Set problem
Turn the records into a Markdown table with the columns "Number" and "Line": one row per line, numbered in order, with blank lines left out.
-- START Provided entries --
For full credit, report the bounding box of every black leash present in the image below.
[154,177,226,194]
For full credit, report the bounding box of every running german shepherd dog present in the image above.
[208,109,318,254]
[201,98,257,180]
-- END Provided entries --
Answer for this exercise
| Number | Line |
|---|---|
| 1 | For full credit, report the bounding box of every black leash present in the image below. |
| 2 | [154,177,226,194] |
| 3 | For full credit, report the bounding box of every running german shepherd dog present in the image above. |
| 4 | [208,109,318,254] |
| 5 | [201,98,257,180] |